[Records from a data collection]
————————
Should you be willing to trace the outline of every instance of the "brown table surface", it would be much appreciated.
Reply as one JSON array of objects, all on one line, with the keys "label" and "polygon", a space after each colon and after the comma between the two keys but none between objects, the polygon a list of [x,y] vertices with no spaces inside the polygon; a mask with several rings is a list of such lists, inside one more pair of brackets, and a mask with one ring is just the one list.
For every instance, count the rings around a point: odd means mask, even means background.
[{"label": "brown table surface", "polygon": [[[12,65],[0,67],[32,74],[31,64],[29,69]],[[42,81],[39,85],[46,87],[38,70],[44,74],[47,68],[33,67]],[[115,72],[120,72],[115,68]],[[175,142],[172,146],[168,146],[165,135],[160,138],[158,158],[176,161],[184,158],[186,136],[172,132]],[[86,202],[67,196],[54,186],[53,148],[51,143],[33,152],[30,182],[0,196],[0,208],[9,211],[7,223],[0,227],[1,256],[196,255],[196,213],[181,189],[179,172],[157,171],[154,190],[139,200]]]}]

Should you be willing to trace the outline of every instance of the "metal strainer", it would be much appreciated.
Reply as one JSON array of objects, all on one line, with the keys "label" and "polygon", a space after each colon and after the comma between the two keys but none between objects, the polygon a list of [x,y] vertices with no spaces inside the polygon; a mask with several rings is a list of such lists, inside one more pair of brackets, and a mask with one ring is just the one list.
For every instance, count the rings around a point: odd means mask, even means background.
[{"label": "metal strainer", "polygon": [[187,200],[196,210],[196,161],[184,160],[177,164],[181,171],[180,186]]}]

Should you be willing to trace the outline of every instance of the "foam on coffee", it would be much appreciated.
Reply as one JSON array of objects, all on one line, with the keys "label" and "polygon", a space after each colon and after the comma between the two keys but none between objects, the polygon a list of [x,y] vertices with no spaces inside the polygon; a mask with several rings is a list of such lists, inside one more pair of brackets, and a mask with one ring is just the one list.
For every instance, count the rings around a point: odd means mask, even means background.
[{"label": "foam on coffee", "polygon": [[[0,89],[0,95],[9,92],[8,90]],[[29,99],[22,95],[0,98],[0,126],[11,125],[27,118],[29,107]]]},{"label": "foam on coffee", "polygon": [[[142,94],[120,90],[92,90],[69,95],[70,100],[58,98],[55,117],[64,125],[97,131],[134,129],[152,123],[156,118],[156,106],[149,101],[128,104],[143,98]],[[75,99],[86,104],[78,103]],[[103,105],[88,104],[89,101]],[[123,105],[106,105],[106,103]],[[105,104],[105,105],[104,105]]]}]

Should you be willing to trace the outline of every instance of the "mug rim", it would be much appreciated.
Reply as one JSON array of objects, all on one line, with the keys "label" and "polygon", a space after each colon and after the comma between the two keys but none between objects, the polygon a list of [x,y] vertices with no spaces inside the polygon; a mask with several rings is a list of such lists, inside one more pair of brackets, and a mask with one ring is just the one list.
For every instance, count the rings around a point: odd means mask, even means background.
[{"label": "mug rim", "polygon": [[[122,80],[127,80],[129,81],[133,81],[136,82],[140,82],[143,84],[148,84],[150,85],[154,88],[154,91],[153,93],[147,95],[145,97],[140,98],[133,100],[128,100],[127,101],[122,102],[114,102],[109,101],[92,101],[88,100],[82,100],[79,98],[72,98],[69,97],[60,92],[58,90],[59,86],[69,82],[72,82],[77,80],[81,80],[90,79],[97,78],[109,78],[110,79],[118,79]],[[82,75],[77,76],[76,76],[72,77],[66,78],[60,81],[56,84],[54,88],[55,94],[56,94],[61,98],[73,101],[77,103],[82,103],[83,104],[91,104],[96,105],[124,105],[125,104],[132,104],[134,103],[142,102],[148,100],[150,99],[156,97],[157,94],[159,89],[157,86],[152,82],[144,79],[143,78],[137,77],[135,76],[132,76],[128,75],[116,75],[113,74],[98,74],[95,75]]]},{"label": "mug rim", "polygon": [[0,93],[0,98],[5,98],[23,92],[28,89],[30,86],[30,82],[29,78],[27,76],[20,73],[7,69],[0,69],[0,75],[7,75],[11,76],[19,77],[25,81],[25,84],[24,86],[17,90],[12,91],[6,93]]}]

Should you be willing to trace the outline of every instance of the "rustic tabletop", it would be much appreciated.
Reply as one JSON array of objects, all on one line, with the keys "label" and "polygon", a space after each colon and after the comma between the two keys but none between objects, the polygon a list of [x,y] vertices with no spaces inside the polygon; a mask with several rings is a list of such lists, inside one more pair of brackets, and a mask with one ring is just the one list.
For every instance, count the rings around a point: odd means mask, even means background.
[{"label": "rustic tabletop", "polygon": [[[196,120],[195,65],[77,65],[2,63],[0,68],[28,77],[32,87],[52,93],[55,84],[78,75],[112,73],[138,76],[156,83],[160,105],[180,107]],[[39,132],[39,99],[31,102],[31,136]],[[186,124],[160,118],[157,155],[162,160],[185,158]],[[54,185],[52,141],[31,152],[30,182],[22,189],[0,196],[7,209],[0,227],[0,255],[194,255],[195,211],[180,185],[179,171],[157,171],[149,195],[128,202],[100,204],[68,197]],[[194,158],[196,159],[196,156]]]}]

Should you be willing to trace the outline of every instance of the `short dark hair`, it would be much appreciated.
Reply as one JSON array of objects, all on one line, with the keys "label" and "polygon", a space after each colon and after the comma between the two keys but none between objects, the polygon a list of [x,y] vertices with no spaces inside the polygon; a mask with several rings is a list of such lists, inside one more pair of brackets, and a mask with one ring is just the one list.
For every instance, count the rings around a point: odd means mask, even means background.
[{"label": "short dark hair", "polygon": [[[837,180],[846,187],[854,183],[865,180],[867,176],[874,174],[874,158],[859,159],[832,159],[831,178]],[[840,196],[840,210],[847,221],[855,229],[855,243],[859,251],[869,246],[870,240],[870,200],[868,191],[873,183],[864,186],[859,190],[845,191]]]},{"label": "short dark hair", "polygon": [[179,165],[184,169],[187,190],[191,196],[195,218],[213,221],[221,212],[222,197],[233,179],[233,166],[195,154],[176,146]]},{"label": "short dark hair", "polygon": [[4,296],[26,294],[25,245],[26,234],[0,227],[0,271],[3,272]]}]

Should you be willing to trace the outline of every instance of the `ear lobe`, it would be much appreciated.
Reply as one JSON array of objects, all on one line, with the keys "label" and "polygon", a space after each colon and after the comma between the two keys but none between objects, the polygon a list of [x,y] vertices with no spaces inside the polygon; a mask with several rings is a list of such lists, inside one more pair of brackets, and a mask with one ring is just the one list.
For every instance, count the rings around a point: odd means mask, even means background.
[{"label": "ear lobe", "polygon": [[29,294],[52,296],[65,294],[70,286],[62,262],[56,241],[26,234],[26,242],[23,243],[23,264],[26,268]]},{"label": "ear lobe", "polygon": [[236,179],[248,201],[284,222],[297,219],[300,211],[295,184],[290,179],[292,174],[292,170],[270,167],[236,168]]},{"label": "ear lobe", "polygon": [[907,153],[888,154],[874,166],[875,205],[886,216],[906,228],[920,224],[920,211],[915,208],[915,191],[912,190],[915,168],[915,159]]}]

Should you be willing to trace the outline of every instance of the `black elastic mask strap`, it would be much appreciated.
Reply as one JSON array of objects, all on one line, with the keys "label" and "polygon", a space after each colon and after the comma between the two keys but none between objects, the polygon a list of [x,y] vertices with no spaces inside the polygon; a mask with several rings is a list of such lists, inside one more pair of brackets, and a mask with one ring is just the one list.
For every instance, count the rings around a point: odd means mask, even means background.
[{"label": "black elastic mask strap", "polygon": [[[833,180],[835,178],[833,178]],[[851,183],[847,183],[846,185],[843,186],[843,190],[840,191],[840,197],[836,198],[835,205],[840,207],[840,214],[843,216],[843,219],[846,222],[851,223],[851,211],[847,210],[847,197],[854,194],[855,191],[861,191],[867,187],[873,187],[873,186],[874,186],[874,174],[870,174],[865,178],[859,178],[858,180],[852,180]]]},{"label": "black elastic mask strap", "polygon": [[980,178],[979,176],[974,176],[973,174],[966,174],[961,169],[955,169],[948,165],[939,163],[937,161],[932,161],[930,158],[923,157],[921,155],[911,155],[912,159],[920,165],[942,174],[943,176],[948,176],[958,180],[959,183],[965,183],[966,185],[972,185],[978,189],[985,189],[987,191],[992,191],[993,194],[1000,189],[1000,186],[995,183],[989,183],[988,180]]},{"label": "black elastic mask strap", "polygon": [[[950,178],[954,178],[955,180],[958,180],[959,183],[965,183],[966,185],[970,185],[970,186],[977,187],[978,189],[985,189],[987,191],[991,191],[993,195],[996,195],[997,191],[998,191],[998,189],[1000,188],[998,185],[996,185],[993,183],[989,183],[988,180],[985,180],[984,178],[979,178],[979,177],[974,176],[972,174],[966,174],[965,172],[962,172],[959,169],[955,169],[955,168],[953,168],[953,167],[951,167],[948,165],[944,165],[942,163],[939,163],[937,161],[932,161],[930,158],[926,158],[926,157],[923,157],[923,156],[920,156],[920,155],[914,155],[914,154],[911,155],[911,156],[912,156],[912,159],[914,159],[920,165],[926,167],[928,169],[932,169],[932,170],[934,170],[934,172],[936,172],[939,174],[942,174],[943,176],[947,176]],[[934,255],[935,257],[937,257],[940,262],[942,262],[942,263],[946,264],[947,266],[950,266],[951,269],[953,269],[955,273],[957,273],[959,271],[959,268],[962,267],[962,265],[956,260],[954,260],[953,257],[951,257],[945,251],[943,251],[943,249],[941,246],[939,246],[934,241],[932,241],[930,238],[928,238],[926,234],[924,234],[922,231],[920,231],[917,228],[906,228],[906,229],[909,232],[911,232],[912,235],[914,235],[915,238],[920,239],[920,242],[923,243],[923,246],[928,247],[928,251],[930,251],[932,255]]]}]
————————
**Directions for this task:** Find every line in the records that contains the string "willing" and copy each one. Matching is case-sensitive.

**Answer to this task:**
Should you be willing to trace the outline of every instance of the "brown table surface", it would be much appreciated.
Should you be willing to trace the outline of every instance of the "metal strainer", it would be much appreciated.
Should you be willing to trace the outline of every instance of the "foam on coffee", it would be much appreciated.
Should you be willing to trace the outline of every instance of the "mug rim", it would be much appreciated.
Should you be willing to trace the outline of every instance of the "rustic tabletop", it would be much appreciated.
Should you be willing to trace the outline of every instance of the `short dark hair`, it would be much appreciated.
Should you be willing to trace the outline of every instance of the `ear lobe`, it would be much appreciated.
Should you be willing to trace the outline of every instance of the `black elastic mask strap`, it would be much appreciated.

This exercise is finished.